» Items
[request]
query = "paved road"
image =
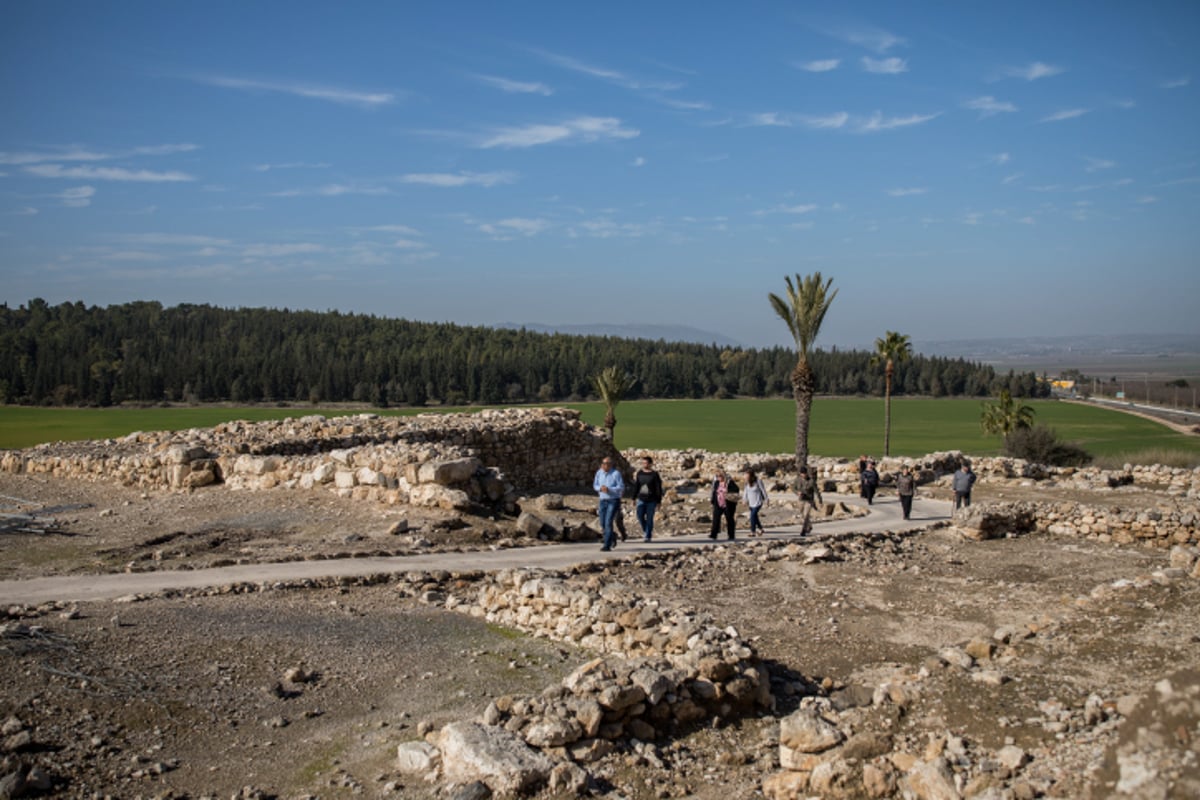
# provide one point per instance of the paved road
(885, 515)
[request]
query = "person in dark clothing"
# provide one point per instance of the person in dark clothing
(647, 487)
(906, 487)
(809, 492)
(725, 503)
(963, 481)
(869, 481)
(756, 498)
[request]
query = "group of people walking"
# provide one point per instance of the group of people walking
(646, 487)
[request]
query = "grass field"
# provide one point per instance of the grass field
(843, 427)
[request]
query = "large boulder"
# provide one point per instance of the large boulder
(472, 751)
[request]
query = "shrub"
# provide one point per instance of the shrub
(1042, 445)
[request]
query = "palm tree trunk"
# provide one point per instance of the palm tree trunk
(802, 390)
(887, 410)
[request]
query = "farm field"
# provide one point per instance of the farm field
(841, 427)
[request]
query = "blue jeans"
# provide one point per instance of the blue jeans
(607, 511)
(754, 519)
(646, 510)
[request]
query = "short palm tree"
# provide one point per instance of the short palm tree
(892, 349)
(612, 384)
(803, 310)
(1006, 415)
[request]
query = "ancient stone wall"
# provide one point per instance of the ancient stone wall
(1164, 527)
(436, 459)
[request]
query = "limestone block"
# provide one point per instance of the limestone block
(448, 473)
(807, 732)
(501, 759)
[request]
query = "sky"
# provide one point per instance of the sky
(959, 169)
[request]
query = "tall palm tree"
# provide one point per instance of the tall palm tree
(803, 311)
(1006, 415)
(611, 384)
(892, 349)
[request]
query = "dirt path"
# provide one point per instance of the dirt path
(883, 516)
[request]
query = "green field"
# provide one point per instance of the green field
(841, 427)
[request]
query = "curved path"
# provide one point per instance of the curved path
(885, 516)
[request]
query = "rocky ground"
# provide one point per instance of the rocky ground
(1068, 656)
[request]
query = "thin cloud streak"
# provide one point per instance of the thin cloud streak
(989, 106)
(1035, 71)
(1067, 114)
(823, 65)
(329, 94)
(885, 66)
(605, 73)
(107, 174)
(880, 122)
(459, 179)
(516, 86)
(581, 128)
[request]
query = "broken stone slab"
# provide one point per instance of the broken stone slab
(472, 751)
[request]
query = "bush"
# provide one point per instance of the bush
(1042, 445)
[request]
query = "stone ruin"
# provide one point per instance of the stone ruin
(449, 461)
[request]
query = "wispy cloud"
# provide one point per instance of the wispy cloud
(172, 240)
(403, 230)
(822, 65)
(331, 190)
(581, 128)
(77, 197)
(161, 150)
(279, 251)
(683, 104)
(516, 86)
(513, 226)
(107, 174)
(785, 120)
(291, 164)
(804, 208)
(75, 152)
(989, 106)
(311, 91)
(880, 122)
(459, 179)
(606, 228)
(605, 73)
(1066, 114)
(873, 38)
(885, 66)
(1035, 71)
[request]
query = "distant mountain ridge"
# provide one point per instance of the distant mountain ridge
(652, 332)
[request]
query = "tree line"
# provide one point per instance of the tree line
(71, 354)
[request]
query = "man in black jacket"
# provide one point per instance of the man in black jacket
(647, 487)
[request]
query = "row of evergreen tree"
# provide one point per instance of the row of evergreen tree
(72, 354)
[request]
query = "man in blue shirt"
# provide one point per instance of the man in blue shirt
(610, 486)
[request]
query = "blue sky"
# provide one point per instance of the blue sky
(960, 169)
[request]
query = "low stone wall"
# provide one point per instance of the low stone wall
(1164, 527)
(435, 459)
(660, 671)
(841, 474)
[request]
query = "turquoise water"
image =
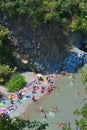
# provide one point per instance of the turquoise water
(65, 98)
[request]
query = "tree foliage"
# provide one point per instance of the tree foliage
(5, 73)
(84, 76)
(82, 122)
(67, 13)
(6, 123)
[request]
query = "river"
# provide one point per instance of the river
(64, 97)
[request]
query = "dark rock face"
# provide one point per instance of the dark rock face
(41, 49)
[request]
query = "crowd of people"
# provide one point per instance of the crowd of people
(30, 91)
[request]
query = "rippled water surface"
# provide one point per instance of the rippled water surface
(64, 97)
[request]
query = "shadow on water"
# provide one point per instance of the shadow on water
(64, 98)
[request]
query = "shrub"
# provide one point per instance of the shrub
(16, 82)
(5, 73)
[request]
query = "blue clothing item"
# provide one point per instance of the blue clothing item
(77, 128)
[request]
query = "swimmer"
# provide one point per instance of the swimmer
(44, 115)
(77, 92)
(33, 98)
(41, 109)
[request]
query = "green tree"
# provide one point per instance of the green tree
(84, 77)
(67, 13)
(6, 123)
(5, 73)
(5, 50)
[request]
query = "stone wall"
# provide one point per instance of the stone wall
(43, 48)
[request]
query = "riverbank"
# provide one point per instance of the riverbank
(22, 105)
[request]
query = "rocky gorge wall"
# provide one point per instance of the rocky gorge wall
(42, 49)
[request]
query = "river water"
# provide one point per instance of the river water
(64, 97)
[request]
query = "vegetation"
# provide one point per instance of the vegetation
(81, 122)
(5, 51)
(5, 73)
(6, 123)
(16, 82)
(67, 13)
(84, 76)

» Given task
Leave out the pictures and copy everything else in the records word for word.

» Answer below
[request]
query = "paved road"
image =
# provide one point per instance of the paved road
(885, 515)
[request]
query = "person in dark clothing"
# provide one point per instance of the person in dark clothing
(647, 487)
(906, 487)
(809, 492)
(725, 503)
(963, 481)
(869, 481)
(756, 498)
[request]
query = "group of people walking"
# provide one point per instance of the group of people walking
(646, 487)
[request]
query = "grass field"
# provide one point per instance of the grass field
(843, 427)
[request]
query = "large boulder"
# provide one point per instance of the large boulder
(472, 751)
[request]
query = "shrub"
# provide one point per instance of the shrub
(1042, 445)
[request]
query = "palm tree trunk"
# provide one point per instance of the palm tree trunk
(802, 390)
(887, 410)
[request]
query = "farm field"
# provide one point per instance of the farm field
(841, 427)
[request]
query = "blue jeans"
# provide one point per instance of the blue jeans
(607, 511)
(754, 519)
(646, 510)
[request]
query = "short palm tree"
# provide one point per instance of the short palm tree
(892, 349)
(612, 384)
(803, 310)
(1006, 415)
[request]
query = "ancient stone wall"
# provide one point per instance of the ancient stone wall
(1164, 527)
(436, 459)
[request]
query = "limestone block"
# provide one point per instance of the limestone block
(448, 473)
(807, 732)
(501, 759)
[request]
query = "sky"
# provide one point per instance of the sky
(959, 169)
[request]
query = "tall palm tree"
# provide one point per instance of the tall palm tree
(803, 311)
(1006, 415)
(611, 384)
(892, 349)
[request]
query = "dirt path"
# provide one point per instance of the dirt path
(883, 516)
[request]
query = "green field"
# provide one point per instance of the green field
(841, 427)
[request]
query = "curved path"
# provide one point per instance of the curved path
(885, 516)
[request]
query = "rocky ground"
# provide one point per instance of the rocky ground
(1068, 656)
[request]
query = "thin cloud streak"
# provide one point per instance of the thin cloud streak
(989, 106)
(1035, 71)
(1067, 114)
(823, 65)
(329, 94)
(885, 66)
(605, 73)
(107, 174)
(880, 122)
(459, 179)
(516, 86)
(581, 128)
[request]
query = "broken stone slab"
# provide one point per instance of the broken stone slab
(472, 751)
[request]
query = "bush"
# provide one point per instance of the bush
(1042, 445)
[request]
query = "stone ruin"
# provide one point per instance of the stone ruin
(449, 461)
[request]
query = "wispy cloud"
# provide one point per instance of the wispy cloud
(172, 240)
(403, 230)
(822, 65)
(331, 190)
(581, 128)
(77, 197)
(161, 150)
(279, 251)
(683, 104)
(516, 86)
(513, 226)
(107, 174)
(785, 120)
(291, 164)
(804, 208)
(75, 152)
(989, 106)
(311, 91)
(880, 122)
(459, 179)
(606, 228)
(605, 73)
(1066, 114)
(873, 38)
(885, 66)
(1035, 71)
[request]
query = "distant mountain ridge"
# provide one point per instance of the distant mountain ridge
(652, 332)
[request]
query = "tree line"
# provide one point per instance of the tree line
(71, 354)
[request]
query = "man in black jacket"
# provide one point per instance of the man in black jacket
(647, 487)
[request]
query = "row of evergreen tree"
# provide one point per instance of the row of evergreen tree
(72, 354)
[request]
query = "man in blue shirt"
# provide one point per instance of the man in blue shirt
(610, 486)
[request]
query = "blue sky"
# provide one point per instance of the blue sky
(960, 169)
[request]
query = "low stone wall"
# provide one point per instance of the low stone wall
(1164, 527)
(435, 459)
(660, 671)
(841, 474)
[request]
query = "turquoise water"
image =
# provide one point per instance of the turquoise water
(65, 98)
[request]
query = "tree foliage"
# provide one point per instance of the tree foliage
(5, 73)
(84, 76)
(82, 122)
(67, 13)
(6, 123)
[request]
query = "river"
# provide one point per instance of the river
(64, 97)
[request]
query = "dark rock face"
# provide one point per instance of the dark rock face
(41, 49)
[request]
query = "crowd of people"
# provide one point per instance of the crowd of people
(30, 91)
[request]
query = "rippled water surface"
# provide one point per instance of the rippled water surface
(64, 97)
[request]
query = "shadow on water"
# provide one point per instance of the shadow on water
(64, 98)
[request]
query = "shrub"
# provide one point per instance of the shrub
(16, 82)
(5, 73)
[request]
query = "blue clothing item"
# provide one point per instance of the blue clothing item
(77, 128)
[request]
query = "swimmer"
# provide one point per instance of the swimmer
(44, 115)
(77, 92)
(33, 98)
(41, 109)
[request]
query = "green tree"
# provide one point per instance of the green tree
(84, 77)
(67, 13)
(6, 123)
(5, 73)
(5, 50)
[request]
query = "stone wall"
# provide one point per instance of the stone wall
(43, 48)
[request]
query = "riverbank"
# provide one point per instance of the riverbank
(22, 105)
[request]
query = "rocky gorge wall"
# provide one point per instance of the rocky gorge wall
(42, 49)
[request]
query = "river water"
# provide one point per instance of the river water
(64, 97)
[request]
query = "vegetation"
# provide one point per instance of the vegetation
(81, 122)
(5, 51)
(5, 73)
(6, 123)
(16, 82)
(67, 13)
(84, 76)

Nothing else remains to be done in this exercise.